● **Text excerpt**:
Object detection in computer vision is widely used in the field of production safety monitoring, for example, abnormal behavior detection, regional invasion detection, and dress code detection. The practical applications of object detection effectively solve many problems and defects in safety production management while reducing preventable accidents in the workplace.

In many practical production safety applications of objection detection, we found that the following problems still exist in the safety harness detection: (1) the color contrast between safety harness and work clothes is low, which makes it difficult to detect the safety harness accurately. (2) The structure of safety harness is complex, and the detection of safety harness is easily interfered by the texture of work clothes, resulting in detection difficulty, as shown in Figure 1.

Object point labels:

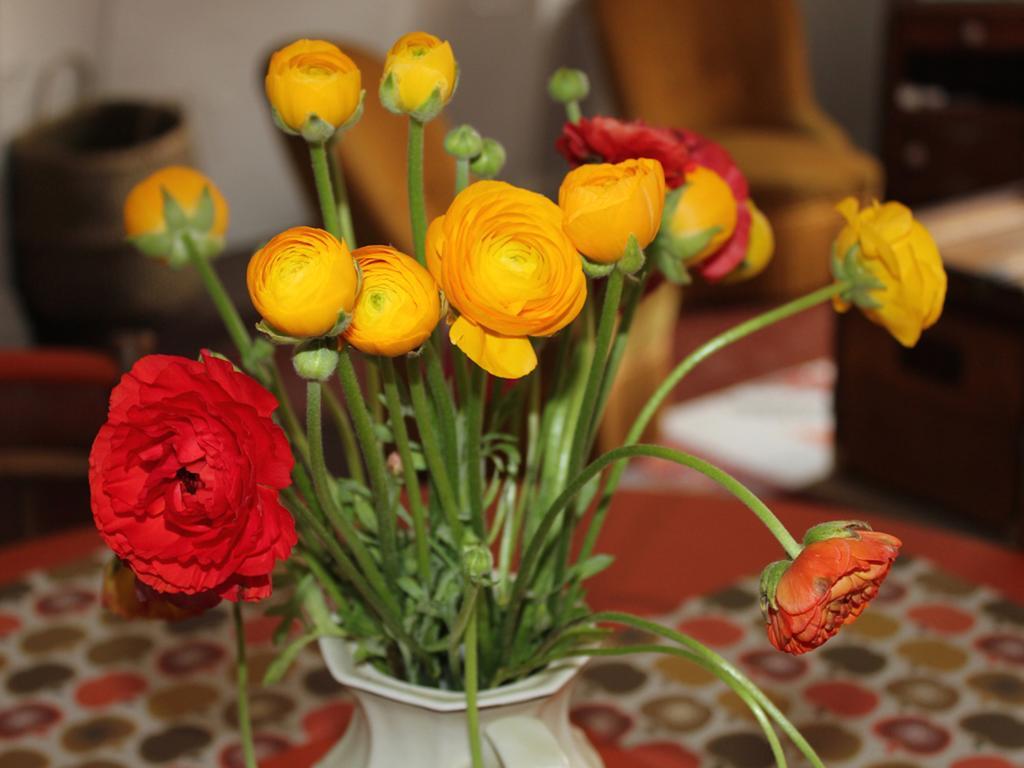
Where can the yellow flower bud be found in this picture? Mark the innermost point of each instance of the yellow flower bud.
(420, 76)
(303, 283)
(144, 206)
(506, 265)
(760, 248)
(398, 305)
(884, 248)
(604, 204)
(313, 79)
(699, 216)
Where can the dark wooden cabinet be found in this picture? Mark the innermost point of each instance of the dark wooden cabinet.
(953, 98)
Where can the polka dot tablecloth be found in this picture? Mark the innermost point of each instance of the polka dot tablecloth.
(932, 676)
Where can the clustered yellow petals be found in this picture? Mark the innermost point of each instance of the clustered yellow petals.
(143, 210)
(398, 304)
(506, 265)
(302, 281)
(704, 216)
(312, 78)
(418, 65)
(901, 255)
(604, 204)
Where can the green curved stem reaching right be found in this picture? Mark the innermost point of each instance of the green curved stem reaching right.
(688, 364)
(536, 546)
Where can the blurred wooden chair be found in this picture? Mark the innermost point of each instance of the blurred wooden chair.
(54, 400)
(738, 74)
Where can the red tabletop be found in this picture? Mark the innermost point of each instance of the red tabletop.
(669, 547)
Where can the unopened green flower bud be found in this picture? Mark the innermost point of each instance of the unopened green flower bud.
(316, 359)
(491, 160)
(568, 85)
(463, 142)
(477, 562)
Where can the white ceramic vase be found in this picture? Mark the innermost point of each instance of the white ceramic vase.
(399, 725)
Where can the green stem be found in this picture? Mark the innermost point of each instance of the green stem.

● **Instruction**: In the text on safety harness detection, what easily interferes with detecting the harness because of its complex structure?

● **Task answer**: The texture of work clothes.